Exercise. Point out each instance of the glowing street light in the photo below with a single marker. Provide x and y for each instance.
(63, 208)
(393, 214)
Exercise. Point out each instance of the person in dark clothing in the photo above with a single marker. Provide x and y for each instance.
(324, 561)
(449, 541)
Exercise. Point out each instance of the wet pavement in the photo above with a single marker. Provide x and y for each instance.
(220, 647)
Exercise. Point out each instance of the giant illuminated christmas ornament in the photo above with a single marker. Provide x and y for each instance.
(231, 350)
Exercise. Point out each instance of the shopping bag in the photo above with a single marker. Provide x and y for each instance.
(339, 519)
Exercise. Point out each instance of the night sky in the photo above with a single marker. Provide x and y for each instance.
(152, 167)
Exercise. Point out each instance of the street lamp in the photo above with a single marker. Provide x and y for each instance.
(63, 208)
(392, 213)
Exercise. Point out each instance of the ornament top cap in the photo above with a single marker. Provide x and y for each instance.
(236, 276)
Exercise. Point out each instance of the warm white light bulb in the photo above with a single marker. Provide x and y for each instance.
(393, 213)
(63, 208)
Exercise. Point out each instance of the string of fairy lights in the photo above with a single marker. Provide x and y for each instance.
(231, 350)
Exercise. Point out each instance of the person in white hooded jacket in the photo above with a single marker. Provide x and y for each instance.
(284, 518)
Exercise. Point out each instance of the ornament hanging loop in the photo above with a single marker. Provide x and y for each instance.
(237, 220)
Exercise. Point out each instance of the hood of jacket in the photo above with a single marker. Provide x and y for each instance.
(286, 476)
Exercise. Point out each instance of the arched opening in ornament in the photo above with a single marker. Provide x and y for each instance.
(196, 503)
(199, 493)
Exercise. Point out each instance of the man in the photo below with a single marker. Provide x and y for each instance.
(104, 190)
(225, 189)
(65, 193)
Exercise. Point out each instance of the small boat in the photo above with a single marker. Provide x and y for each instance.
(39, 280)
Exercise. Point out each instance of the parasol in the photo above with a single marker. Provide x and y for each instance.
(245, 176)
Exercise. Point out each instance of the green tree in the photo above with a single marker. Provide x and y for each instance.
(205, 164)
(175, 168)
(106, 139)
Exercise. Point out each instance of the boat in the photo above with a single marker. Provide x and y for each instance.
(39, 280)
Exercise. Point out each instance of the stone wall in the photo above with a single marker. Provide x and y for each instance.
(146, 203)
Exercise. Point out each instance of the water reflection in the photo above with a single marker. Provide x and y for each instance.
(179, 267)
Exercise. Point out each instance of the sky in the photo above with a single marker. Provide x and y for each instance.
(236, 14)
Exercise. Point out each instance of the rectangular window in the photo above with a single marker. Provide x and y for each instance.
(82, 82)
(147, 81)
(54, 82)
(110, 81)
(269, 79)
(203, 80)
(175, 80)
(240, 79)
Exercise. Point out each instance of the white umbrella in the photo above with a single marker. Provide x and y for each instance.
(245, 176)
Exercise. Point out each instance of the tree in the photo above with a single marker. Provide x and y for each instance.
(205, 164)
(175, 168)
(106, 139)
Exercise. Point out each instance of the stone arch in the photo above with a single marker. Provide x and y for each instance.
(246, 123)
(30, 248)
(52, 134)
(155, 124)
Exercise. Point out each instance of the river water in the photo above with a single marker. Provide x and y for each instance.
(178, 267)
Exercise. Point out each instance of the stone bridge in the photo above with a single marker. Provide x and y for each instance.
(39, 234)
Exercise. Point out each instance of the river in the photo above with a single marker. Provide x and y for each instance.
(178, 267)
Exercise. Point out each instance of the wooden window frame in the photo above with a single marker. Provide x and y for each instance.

Work request:
Could you write out all the entries exactly as given?

Exercise response:
Exercise. Point out each instance of the glowing street light in the photo below with a single marker. Provide x and y for each instance.
(63, 208)
(393, 214)
Exercise. Point out each instance of the person in dark clothing in the photo above with a single marker. Provide x and y for each instance.
(324, 561)
(449, 541)
Exercise. Point out each instance of the wet pavement in the photo above with a single marker. Provide x and y for each instance.
(220, 647)
Exercise. Point out each instance of the giant illuminated christmas ornament in the photo above with a single marker. Provide x and y for each instance.
(231, 350)
Exercise. Point out each instance of the shopping bag in the photo above with a single marker. Provide x and y for each instance.
(339, 519)
Exercise. Point out each instance of the night sky in the photo above with a single marker. Provide x and y for each instance.
(152, 167)
Exercise. Point out each instance of the street lamp in the photo above with a single marker. Provide x and y for each instance.
(63, 208)
(392, 213)
Exercise. Point out each instance of the ornament top cap in the photo above with a single marker. Provide x and y for each instance.
(236, 276)
Exercise. Point out each instance of the warm white light bulb in the photo above with a single marker. Provide x and y for each instance.
(393, 213)
(63, 208)
Exercise. Point out each instance of the string of fairy lights in the photo above with a single marker. Provide x and y for each instance.
(231, 350)
Exercise. Point out each instance of the person in white hooded jacket in the photo above with a single marker. Provide x and y for each instance.
(284, 518)
Exercise. Point out each instance of the ornament hanging loop in the photo above with a single marker. Provide x and y for each instance.
(237, 220)
Exercise. Point out each instance of the hood of jacket in the photo above with a single marker. Provide x and y for each instance.
(286, 476)
Exercise. Point out each instance of the arched opening in ornament in the photo above with a single marker. Provide x and y for each instance.
(196, 503)
(199, 493)
Exercise. Point out each instance of the man in the photo below with a single marker. Provide x and y for each instance.
(104, 190)
(225, 189)
(65, 193)
Exercise. Point out each instance of the small boat in the photo above with a single marker. Provide x and y for each instance.
(39, 280)
Exercise. Point out each instance of the parasol in the photo above with a single marker. Provide x and y for each instance.
(245, 176)
Exercise. Point out each instance of the green tree in the photo above with a single marker. Provide x and y for each instance.
(205, 164)
(175, 168)
(106, 139)
Exercise. Point out each instance of the boat in the photo above with a single marker. Provide x and y for each instance.
(39, 280)
Exercise. Point out each instance of the stone wall in the photo above with a single marker. Provide x and y for each instance.
(146, 203)
Exercise. Point out each instance of the water reflection in the photo above with a single marker. Provide x and y for each instance.
(179, 267)
Exercise. Point out each instance of the sky in the photo above with a single marker. Provide x and y for each instance.
(236, 14)
Exercise. Point out each instance of the rectangular window in the photo above with a single marker. Provide x and y for each instance.
(82, 82)
(147, 81)
(54, 82)
(110, 81)
(269, 79)
(203, 80)
(175, 80)
(240, 79)
Exercise. Point out each instance of the white umbrella in the photo above with a single marker. Provide x and y for each instance.
(245, 176)
Exercise. Point out each instance of the tree in the photo above with a single marker. Provide x and y for each instance.
(205, 164)
(175, 168)
(106, 139)
Exercise. Point out each instance of the stone arch in the photo above with a single marker. Provide x and y for each instance.
(246, 123)
(30, 248)
(52, 134)
(155, 124)
Exercise. Point out each instance of the river water in the photo above with a single marker. Provide x and y for each instance.
(178, 267)
Exercise. Point out each instance of the stone bridge in the photo above with a single marker. Provide x and y for each instance.
(39, 234)
Exercise. Point out each instance of the river in the photo above with a single marker. Provide x and y for each instance.
(178, 267)
Exercise. Point out each instance of the wooden window frame in the photo above with a single marker. Provide x and y for each instance.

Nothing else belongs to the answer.